___ PAGE ___
Red Lines Don’t Need to be Political

Despite the introductory couple of paragraphs, this is not meant as a political diatribe….it’s just hard to avoid parliamentary affairs currently. I did foreswear following Brexit news for several months after the last deadline in the spring for the sake of my well-being, but somehow I’ve got sucked in again….

We’ve heard a lot about red lines from UK politicians over the past many months. It turns out they didn’t do much to help Theresa May in her negotiating stance with the EU, although we seem to have a different type of rigidity being played out right now (‘die in a ditch’ hardly seems like a pragmatic or flexible approach). The PMs current position looks set to leda to potentially even more disastrous outcomes, hard though it would have been to imagine that a few months back. It is often informative to read the foreign press to see how others view our current political antics. I’m off to Canada soon for a brief visit for the College and was particularly struck by an editorial in their Globe and Mail which was full of pithy, if derogatory comments about the current parliamentary mess and its arch purveyor the country’s prime minister (his Special Advisor didn’t get a look-in in this article, although many see Dominic Cummings as the puppet-master behind the scenes). The article says:

Megashambles? Summa cum laude shambles? Tyrannosaurus shambles? The-Chernobyl-reactor-just-exploded-and-the-dosimeter-reads-15,000-roentgen shambles?

Mr. Johnson is the author of 11 books, some admittedly banged out in the careless haste that is his style. But this week, without breaking a sweat, the PM penned the Odyssey and the Iliad of shambles. He faced his first votes in Parliament and lost them; lost his minority government’s governing majority; sacked 21 of his own MPs, including his party’s longest-serving member and Winston Churchill’s grandson; provoked his own brother into resigning from cabinet, citing a conflict between “family loyalty and the national interest”; and lost control of the House of Commons while remaining so offside the chamber’s confidence that it will not yet allow him to resolve the matter by calling an election. Mr. Johnson did all that, and more, in the space of two days.
___ PROVIDED MATERIAL ___
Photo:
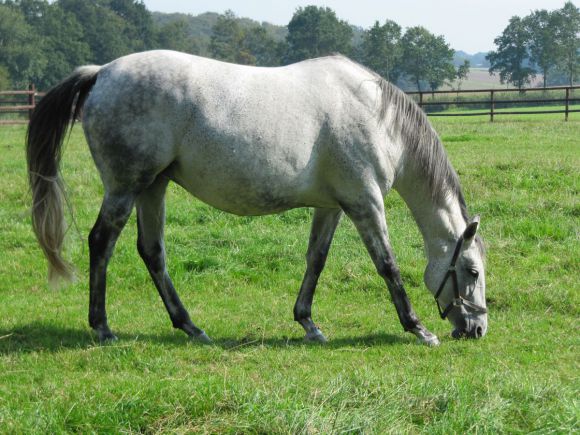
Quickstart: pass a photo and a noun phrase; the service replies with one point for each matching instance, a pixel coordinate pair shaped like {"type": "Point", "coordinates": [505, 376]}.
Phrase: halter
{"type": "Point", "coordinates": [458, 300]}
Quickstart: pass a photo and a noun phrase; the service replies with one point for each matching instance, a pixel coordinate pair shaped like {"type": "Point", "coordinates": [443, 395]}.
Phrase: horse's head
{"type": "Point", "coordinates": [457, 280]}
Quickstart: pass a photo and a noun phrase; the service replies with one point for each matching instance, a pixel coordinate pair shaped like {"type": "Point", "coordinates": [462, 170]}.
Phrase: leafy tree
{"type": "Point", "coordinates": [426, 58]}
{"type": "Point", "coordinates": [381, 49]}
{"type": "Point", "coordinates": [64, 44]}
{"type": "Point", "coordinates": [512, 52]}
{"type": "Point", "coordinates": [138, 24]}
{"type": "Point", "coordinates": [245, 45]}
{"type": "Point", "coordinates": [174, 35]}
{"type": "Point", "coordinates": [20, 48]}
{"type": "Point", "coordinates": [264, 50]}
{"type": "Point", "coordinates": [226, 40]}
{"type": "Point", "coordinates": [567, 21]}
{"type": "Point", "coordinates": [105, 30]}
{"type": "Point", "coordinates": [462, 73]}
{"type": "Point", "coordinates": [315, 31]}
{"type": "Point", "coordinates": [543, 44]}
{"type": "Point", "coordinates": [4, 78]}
___
◆ STATED GOAL: Please copy the post about red lines and Brexit politics word for word, from start to finish.

◆ FINISHED EXERCISE:
Red Lines Don’t Need to be Political

Despite the introductory couple of paragraphs, this is not meant as a political diatribe….it’s just hard to avoid parliamentary affairs currently. I did foreswear following Brexit news for several months after the last deadline in the spring for the sake of my well-being, but somehow I’ve got sucked in again….

We’ve heard a lot about red lines from UK politicians over the past many months. It turns out they didn’t do much to help Theresa May in her negotiating stance with the EU, although we seem to have a different type of rigidity being played out right now (‘die in a ditch’ hardly seems like a pragmatic or flexible approach). The PMs current position looks set to leda to potentially even more disastrous outcomes, hard though it would have been to imagine that a few months back. It is often informative to read the foreign press to see how others view our current political antics. I’m off to Canada soon for a brief visit for the College and was particularly struck by an editorial in their Globe and Mail which was full of pithy, if derogatory comments about the current parliamentary mess and its arch purveyor the country’s prime minister (his Special Advisor didn’t get a look-in in this article, although many see Dominic Cummings as the puppet-master behind the scenes). The article says:

Megashambles? Summa cum laude shambles? Tyrannosaurus shambles? The-Chernobyl-reactor-just-exploded-and-the-dosimeter-reads-15,000-roentgen shambles?

Mr. Johnson is the author of 11 books, some admittedly banged out in the careless haste that is his style. But this week, without breaking a sweat, the PM penned the Odyssey and the Iliad of shambles. He faced his first votes in Parliament and lost them; lost his minority government’s governing majority; sacked 21 of his own MPs, including his party’s longest-serving member and Winston Churchill’s grandson; provoked his own brother into resigning from cabinet, citing a conflict between “family loyalty and the national interest”; and lost control of the House of Commons while remaining so offside the chamber’s confidence that it will not yet allow him to resolve the matter by calling an election. Mr. Johnson did all that, and more, in the space of two days.